**Your goal:** Answer with a single number: how many lines in the listing below include "door"?

**Data for processing:**
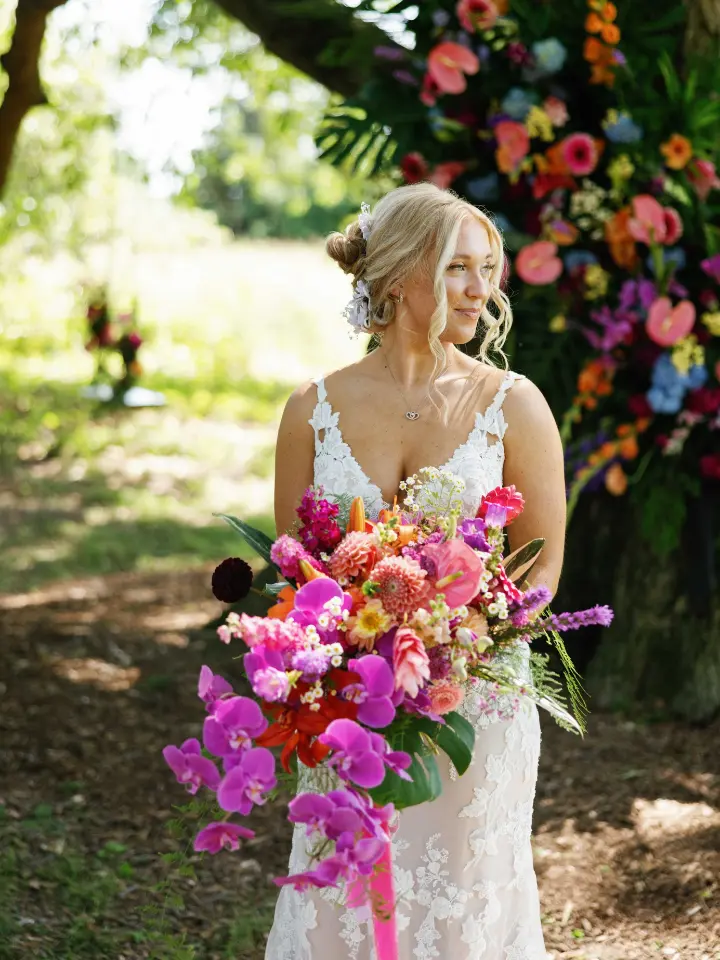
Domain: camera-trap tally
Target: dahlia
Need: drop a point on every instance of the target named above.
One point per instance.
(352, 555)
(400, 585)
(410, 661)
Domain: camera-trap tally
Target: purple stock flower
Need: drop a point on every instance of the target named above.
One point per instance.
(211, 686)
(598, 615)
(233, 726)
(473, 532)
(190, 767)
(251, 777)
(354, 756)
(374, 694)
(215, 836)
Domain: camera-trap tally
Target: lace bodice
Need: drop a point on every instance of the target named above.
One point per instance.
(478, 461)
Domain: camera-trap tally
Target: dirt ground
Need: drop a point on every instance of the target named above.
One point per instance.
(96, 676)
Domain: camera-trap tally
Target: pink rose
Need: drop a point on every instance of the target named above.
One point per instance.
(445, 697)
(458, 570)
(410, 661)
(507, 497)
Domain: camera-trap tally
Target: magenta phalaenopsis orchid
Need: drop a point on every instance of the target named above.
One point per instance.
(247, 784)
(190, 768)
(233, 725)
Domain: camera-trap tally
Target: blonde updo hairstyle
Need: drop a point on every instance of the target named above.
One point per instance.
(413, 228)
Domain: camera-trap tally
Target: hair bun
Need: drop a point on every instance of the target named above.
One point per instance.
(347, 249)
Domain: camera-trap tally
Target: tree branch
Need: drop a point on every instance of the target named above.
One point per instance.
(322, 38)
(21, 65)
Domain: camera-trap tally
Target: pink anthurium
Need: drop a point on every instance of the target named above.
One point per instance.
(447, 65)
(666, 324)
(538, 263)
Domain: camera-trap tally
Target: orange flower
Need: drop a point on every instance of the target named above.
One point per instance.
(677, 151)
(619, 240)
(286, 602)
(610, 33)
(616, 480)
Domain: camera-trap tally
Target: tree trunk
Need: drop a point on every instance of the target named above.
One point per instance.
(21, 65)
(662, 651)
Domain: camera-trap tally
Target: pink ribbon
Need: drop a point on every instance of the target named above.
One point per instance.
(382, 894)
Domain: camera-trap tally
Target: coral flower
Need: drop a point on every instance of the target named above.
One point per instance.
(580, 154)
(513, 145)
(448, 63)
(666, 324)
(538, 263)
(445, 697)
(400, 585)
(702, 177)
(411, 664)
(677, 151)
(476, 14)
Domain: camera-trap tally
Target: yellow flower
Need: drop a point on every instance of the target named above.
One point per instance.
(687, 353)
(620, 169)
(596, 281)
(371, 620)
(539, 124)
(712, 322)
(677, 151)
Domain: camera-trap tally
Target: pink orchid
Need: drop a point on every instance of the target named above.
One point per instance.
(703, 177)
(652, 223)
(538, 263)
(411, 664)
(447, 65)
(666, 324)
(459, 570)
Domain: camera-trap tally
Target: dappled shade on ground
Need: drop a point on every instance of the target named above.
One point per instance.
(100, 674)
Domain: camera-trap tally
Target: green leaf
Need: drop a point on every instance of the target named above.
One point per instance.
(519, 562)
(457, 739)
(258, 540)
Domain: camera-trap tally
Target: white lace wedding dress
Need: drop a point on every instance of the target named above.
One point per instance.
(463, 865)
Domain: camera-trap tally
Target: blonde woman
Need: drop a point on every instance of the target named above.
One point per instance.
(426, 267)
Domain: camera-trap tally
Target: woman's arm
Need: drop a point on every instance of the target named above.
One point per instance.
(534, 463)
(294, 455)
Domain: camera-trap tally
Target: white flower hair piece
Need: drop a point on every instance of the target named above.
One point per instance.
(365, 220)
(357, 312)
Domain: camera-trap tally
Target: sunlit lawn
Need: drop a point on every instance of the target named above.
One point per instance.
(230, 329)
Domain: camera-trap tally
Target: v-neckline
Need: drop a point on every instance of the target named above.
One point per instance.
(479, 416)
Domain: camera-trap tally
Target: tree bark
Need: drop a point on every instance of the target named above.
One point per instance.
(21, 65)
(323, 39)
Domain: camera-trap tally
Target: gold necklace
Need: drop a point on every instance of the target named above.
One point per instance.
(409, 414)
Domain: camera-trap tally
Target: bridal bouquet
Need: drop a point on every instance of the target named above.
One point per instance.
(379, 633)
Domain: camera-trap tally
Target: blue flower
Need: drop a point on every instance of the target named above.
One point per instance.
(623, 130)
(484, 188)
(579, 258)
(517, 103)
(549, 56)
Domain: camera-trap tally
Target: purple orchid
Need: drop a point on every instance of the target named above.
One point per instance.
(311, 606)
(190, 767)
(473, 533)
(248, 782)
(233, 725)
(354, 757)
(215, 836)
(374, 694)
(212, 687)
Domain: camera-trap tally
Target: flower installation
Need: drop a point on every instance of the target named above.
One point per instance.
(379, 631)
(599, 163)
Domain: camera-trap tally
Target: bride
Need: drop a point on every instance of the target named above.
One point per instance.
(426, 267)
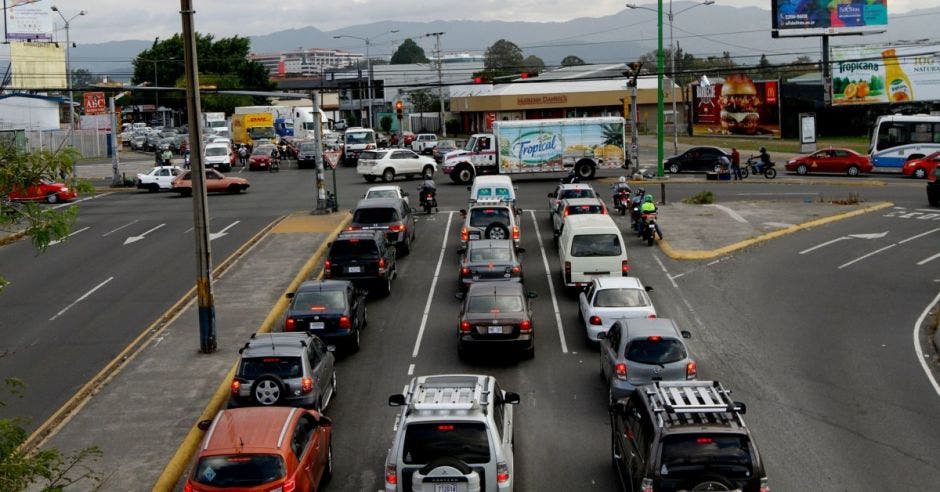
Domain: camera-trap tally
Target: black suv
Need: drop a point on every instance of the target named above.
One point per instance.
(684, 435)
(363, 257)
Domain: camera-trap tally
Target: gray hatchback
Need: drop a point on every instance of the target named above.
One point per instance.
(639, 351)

---

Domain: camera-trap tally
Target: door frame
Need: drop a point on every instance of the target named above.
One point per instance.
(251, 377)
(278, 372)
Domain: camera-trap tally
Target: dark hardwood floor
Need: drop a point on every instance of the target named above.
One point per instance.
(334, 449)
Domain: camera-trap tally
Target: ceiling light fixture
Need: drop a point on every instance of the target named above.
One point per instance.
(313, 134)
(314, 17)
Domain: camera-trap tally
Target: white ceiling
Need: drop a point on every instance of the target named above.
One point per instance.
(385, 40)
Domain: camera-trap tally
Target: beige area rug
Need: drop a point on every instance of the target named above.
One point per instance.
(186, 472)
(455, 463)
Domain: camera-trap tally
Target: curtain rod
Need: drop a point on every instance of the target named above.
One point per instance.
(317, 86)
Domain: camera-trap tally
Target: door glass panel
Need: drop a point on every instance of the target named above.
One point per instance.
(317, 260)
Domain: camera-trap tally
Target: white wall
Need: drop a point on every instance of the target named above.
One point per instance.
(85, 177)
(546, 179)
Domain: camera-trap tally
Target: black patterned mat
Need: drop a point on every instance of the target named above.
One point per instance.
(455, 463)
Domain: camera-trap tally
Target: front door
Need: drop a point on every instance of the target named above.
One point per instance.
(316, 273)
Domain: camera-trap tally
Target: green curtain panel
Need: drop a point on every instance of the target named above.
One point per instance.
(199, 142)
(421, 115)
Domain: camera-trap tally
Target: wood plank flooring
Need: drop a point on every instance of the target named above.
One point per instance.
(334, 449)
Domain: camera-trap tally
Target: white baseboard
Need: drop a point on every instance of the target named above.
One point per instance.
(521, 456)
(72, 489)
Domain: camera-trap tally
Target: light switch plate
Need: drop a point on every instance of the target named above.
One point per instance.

**Output of the task:** 3